■ **REQUIRED ACTION**:
Start to finish, copy the data exactly.

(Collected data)
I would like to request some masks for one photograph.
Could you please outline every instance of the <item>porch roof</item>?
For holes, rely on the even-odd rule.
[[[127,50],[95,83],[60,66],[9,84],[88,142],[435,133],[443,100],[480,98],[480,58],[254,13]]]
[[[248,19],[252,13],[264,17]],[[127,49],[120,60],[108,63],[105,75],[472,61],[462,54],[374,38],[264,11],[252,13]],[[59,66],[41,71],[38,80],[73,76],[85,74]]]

■ **PROBLEM SOLUTION**:
I would like to request some masks for one photograph.
Could you please outline every instance of the <item>porch roof</item>?
For holes, rely on the even-odd rule.
[[[127,50],[95,83],[60,66],[9,84],[88,142],[435,133],[443,100],[480,98],[480,58],[254,13]]]
[[[248,19],[252,13],[264,17]],[[127,49],[120,60],[108,63],[105,75],[472,61],[462,54],[374,38],[264,11],[252,13]],[[59,66],[41,71],[38,80],[73,76],[85,74]]]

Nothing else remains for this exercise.